(Extrait choisi):

À Orléans, des clowns pour aider les enfants maltraités
Guitare et œufs maracas à la main, Tappo et Zaza entrent sur la pointe de leurs chaussures de clowns dans le hall d'attente de l’Unité d'accueil pédiatrique des enfants en danger (UAPED) d’Orléans.
En nez rouge et costumes bariolés, les comédiens du Rire médecin, de leurs vrais noms Mattia Furlan et Sophie Jude, amorcent leur prise de contact avec Emma (prénom modifié), 6 ans, avant le début de sa prise en charge au sein du service.
“Si elle applaudit, ça veut dire qu’on a nos chances pour une carrière à Las Vegas, par contre si elle boude devant notre show, c'est sûr qu’on finira à Vierzon”, plaisante Mattia.
Quelques minutes plus tôt, le binôme avait réalisé une transmission avec la secrétaire médicale de l'unité afin de savoir la raison de la venue de cette enfant.
L'explication est brève et concise: "Agression sexuelle commise par son grand-père, elle est accompagnée par ses parents".
A partir de cette seule indication, les deux clowns doivent désormais adapter leur façon d'appréhender le jeu avec la fillette avant qu'elle n'entre dans la salle d'audition où un gendarme sera chargé de recueillir son témoignage.
Fondé en 2013, le service du centre hospitalier d'Orléans prend en charge de façon pluridisciplinaire les enfants et adolescents victimes de maltraitances intra et extra-familiales: ici, psychologues, médecins, infirmières, gendarmes et assistantes sociales travaillent au quotidien main dans la main.
"Notre objectif est de réaliser un maximum de démarches sur un même temps et un même lieu pour que l'enfant ait à répéter son histoire le moins de fois possible, parce que ce sont souvent des récits assez traumatisants", expliquait Barbara Tisseron, médecin légiste et pédiatre responsable de l'UAPED, lors d'un entretien avec l'AFP, réalisé en juin.
Depuis désormais dix ans, l'équipe médico-légale travaille en étroite collaboration avec les 13 clowns du Rire médecin de la région, sur une initiative de la responsable.
"Les clowns et moi, c'est une histoire d'amour de plus de 25 ans", glisse-t-elle avec un sourire ému. Elle se souvient de sa première coopération avec l'association créée en 1991, lorsqu'elle était alors cheffe de clinique à Bondy en Seine-Saint-Denis.

(Données fournies):
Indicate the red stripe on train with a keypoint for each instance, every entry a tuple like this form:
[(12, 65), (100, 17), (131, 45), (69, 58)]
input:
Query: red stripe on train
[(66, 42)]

---

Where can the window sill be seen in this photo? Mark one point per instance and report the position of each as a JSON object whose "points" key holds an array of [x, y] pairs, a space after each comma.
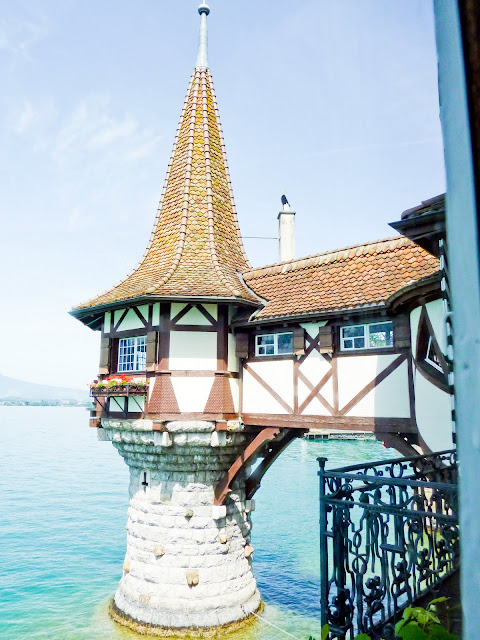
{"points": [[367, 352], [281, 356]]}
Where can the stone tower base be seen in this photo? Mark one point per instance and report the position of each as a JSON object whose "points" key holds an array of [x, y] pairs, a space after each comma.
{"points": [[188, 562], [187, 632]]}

--

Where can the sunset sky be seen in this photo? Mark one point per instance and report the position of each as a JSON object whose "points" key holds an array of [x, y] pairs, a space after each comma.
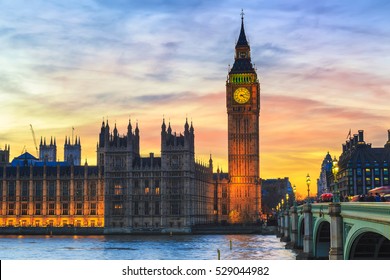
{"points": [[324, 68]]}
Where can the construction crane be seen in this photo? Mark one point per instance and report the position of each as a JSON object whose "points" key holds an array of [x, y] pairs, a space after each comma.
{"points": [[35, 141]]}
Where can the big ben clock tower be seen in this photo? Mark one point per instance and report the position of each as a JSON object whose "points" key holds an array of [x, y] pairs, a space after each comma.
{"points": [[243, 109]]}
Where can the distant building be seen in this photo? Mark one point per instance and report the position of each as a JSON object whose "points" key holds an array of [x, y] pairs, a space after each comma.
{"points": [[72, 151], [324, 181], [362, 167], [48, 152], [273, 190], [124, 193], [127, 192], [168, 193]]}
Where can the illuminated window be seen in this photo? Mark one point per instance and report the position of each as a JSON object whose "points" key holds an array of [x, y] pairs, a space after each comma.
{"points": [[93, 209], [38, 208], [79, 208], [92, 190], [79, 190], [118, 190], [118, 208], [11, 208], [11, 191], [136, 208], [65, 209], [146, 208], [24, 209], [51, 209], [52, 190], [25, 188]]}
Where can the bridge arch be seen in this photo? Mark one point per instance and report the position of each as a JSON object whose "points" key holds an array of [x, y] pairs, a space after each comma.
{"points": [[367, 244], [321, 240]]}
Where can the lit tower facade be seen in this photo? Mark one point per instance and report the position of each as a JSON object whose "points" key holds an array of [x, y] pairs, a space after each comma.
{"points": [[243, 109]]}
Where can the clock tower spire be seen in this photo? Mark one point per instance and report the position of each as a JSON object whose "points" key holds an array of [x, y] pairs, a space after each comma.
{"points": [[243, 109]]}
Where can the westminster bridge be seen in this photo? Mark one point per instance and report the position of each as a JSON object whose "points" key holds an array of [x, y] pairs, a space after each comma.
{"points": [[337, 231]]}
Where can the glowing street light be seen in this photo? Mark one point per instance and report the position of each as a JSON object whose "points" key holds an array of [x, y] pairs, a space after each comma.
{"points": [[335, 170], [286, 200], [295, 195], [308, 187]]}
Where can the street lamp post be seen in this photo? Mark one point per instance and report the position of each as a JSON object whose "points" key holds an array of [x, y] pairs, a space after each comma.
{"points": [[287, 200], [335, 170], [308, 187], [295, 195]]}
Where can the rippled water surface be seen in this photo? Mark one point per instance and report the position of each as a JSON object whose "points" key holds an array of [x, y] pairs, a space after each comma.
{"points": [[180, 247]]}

(Consignes de travail):
Pour chacune des affirmations suivantes, indiquez si elle concorde avec l'extrait sur les clowns de l'UAPED d'Orléans, en citant les mots décisifs : (a) Le service de l'UAPED d'Orléans a été fondé en 2013. (b) Les clowns du Rire médecin de la région sont au nombre de quinze. (c) Emma est accompagnée par ses grands-parents. Ces données n'ont aucun lien avec l'extrait.

(Corrigé):
(a) Oui : « Fondé en 2013, le service du centre hospitalier d'Orléans ».
(b) Non : « les 13 clowns du Rire médecin de la région ».
(c) Non : « elle est accompagnée par ses parents ».